╭──

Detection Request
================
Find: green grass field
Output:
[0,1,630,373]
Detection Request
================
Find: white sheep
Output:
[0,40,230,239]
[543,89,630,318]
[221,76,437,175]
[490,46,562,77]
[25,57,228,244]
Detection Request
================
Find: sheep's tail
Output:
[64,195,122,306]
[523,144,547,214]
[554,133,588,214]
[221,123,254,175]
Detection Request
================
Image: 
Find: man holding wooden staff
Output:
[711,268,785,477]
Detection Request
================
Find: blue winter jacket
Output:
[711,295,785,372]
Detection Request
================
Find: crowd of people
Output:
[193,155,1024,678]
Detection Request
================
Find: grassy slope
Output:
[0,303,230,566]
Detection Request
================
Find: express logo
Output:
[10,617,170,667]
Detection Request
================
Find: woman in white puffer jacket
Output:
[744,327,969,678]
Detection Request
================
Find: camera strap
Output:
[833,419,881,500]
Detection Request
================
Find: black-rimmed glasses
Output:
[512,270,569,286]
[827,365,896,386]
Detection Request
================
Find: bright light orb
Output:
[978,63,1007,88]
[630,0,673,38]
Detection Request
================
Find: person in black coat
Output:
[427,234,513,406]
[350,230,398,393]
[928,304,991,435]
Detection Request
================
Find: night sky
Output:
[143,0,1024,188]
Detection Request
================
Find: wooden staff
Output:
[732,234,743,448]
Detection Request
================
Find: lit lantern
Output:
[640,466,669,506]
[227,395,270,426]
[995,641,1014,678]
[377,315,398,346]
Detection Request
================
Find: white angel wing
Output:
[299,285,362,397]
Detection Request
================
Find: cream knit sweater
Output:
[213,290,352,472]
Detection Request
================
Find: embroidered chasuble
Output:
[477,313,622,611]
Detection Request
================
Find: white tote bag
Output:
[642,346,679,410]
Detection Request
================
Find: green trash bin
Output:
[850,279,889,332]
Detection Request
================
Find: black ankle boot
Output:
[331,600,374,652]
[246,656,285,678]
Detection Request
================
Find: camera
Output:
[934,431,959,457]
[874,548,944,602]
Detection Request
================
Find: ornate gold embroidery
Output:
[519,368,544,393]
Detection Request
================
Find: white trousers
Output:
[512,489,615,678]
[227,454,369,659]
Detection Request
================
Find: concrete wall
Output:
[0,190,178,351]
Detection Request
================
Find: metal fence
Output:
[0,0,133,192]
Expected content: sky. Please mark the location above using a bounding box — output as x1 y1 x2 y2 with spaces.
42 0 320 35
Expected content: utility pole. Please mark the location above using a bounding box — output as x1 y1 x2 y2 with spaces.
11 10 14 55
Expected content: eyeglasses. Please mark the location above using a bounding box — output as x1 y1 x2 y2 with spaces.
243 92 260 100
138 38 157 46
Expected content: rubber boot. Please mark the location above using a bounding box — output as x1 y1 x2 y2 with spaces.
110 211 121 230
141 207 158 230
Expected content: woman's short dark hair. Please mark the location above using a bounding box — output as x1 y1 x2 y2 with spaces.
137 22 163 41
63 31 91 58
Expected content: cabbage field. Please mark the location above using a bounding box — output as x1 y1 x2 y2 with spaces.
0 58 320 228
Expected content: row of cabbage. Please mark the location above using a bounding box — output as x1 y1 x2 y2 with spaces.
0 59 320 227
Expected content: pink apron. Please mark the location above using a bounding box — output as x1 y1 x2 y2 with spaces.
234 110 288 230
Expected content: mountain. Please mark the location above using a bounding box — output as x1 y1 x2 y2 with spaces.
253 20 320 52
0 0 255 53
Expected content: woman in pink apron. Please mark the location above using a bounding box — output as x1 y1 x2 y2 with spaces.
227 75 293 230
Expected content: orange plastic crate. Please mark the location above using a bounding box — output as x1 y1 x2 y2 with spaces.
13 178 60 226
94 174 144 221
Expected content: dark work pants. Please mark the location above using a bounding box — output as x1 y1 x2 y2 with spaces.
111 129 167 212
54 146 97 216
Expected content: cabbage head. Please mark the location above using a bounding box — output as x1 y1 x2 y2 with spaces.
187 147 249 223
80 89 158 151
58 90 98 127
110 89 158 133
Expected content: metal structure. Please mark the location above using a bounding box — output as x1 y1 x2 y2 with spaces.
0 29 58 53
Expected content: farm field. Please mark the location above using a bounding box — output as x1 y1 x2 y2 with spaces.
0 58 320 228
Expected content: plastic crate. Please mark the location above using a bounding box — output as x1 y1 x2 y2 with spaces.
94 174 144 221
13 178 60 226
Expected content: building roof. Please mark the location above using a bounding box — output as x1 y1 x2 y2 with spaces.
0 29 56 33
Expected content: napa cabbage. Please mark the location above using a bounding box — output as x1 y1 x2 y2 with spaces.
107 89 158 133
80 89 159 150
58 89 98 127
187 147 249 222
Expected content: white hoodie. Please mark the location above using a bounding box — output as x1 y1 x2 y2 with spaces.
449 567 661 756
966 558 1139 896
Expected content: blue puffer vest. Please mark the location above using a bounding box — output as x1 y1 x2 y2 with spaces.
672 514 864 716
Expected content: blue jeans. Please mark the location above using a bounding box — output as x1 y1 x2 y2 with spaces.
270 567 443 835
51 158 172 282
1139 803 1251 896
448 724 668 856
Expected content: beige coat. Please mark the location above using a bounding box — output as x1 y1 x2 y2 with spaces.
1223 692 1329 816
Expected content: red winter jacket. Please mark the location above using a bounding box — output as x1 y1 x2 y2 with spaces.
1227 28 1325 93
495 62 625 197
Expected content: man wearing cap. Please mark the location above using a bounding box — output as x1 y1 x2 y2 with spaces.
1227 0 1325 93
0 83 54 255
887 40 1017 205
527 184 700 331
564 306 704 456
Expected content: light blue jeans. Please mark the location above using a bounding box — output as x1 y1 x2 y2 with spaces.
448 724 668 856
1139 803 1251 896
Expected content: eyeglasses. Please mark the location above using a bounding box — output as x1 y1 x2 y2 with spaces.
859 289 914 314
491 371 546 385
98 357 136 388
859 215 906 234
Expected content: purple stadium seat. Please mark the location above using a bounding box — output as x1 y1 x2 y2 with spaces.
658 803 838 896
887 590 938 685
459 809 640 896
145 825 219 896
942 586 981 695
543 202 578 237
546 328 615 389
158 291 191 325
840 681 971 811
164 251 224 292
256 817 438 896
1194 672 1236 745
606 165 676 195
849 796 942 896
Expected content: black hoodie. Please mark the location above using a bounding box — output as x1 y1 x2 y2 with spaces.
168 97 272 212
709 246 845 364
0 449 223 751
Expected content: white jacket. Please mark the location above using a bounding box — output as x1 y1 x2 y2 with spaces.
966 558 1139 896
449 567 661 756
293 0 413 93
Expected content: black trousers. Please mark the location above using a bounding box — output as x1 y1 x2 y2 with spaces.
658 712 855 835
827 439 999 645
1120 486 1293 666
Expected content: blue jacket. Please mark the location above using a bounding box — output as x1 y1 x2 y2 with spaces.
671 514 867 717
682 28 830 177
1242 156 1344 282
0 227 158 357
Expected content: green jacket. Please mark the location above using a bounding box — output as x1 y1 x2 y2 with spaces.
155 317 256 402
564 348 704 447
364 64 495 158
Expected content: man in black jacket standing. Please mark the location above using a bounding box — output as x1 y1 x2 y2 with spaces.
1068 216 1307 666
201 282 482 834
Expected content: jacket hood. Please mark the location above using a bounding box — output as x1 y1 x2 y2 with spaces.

╰──

● Direction: Reproduce the lines of the material above exactly, starting at the line that contains "Expected content: blue jeans." and ending at the line that contains "1223 692 1329 816".

● Task answer:
Expected content: blue jeans. Please mark the location above using a bounding box — output as x1 y1 x2 y2 with spaces.
270 567 443 835
51 158 172 282
1139 803 1251 896
448 724 668 856
Expected content: beige coat. Please mark the location above using a bounding box — output as x1 y1 x2 y2 with spaces.
1223 692 1329 816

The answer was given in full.